**Source text:**
================================
Hacker Newsnew | past | comments | ask | show | jobs | submitlogin

There are cheap-ish multi-project wafers (MPW).

These organizations typically also gives access to software design tools. But that's still a sizeable investment. Last project I've worked on used a (more expensive than usual I think) GloFo 22nm technology. Price was around €9k/mm², 9mm² was the minimum area. Still much more accessible to academia than individuals or open source projects, but not out of the realm of a crowdfunding campaign.

There are multiple chips that ought to be open source, broadly available, and cheap: AV1 decoders, small FPGAs, Wi-Fi or SDR chips, TMPs, and other crucial pieces for security, DIY/open HW projects, and basic computer building blocks. Most interesting to me are chips that would allow novel applications that commercial ventures would never look at, like open, hackable p2p WiFi meshes, or emulators-on-a-chip, or other application-specific coprocessors (protein folding, etc).
================================
**Material shown:**

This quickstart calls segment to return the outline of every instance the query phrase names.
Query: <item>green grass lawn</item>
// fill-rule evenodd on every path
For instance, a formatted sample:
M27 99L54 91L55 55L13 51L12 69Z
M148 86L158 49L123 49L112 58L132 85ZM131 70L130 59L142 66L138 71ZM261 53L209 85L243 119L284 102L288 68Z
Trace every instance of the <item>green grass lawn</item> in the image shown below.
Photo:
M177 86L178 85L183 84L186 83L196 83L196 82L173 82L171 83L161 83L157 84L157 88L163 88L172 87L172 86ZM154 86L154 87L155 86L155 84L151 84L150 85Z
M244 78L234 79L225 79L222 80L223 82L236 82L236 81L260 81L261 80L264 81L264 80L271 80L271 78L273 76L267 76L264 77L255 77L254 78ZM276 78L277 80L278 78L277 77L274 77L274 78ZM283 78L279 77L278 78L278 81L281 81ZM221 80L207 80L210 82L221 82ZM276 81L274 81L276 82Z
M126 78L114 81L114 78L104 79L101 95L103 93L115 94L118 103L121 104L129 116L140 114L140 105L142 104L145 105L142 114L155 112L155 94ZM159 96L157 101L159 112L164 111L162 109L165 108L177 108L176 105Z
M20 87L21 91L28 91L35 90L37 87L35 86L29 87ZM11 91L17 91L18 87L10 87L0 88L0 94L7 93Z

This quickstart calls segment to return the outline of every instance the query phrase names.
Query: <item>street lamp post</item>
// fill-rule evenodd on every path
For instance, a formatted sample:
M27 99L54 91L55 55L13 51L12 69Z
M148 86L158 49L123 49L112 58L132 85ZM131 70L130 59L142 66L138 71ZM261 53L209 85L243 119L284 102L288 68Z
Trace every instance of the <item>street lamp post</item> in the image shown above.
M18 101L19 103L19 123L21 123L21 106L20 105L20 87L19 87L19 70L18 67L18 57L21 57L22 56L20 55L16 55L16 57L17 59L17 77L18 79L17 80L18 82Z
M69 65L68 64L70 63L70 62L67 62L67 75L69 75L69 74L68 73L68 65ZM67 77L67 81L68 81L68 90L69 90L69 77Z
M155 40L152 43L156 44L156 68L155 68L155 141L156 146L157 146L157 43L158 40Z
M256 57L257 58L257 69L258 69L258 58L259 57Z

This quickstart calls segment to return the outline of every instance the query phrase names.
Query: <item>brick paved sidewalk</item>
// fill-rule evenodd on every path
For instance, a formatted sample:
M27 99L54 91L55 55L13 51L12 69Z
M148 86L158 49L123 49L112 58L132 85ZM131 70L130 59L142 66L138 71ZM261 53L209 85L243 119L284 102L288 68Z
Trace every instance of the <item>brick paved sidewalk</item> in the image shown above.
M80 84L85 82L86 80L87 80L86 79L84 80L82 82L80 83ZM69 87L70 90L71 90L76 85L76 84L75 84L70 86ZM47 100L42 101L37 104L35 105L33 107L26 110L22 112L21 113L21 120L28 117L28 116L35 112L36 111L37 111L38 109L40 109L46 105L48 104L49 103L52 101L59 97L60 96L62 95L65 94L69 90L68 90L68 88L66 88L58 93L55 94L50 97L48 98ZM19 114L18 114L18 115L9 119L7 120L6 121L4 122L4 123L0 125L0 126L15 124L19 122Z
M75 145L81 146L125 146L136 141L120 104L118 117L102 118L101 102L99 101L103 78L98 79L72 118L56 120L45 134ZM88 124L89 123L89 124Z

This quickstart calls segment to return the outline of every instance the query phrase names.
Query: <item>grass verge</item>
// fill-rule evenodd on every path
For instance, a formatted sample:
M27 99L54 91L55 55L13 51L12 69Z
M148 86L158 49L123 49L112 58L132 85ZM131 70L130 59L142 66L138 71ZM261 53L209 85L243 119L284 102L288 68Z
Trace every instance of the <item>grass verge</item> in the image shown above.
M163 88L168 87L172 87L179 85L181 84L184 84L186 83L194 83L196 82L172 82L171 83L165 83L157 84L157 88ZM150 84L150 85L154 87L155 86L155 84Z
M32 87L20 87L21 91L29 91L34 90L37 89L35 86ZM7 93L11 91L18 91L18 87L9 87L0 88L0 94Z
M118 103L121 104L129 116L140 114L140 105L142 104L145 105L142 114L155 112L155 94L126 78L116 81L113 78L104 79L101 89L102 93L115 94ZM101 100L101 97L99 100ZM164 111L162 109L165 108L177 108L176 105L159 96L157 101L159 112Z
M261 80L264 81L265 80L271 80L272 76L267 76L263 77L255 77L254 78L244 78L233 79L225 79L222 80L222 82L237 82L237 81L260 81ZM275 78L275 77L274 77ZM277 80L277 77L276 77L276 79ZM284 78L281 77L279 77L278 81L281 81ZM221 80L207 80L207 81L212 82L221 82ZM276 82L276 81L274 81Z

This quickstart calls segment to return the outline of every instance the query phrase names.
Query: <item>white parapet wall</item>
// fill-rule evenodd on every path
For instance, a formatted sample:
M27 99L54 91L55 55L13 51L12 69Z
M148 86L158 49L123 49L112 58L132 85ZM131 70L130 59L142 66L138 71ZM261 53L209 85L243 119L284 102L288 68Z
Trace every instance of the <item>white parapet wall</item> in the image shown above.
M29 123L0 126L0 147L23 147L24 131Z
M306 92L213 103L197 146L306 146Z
================================
**Assigned task:** Copy out the Hacker News comment on multi-project wafers and open-source chips in full, with no changes.

**Reply:**
Hacker Newsnew | past | comments | ask | show | jobs | submitlogin

There are cheap-ish multi-project wafers (MPW).

These organizations typically also gives access to software design tools. But that's still a sizeable investment. Last project I've worked on used a (more expensive than usual I think) GloFo 22nm technology. Price was around €9k/mm², 9mm² was the minimum area. Still much more accessible to academia than individuals or open source projects, but not out of the realm of a crowdfunding campaign.

There are multiple chips that ought to be open source, broadly available, and cheap: AV1 decoders, small FPGAs, Wi-Fi or SDR chips, TMPs, and other crucial pieces for security, DIY/open HW projects, and basic computer building blocks. Most interesting to me are chips that would allow novel applications that commercial ventures would never look at, like open, hackable p2p WiFi meshes, or emulators-on-a-chip, or other application-specific coprocessors (protein folding, etc).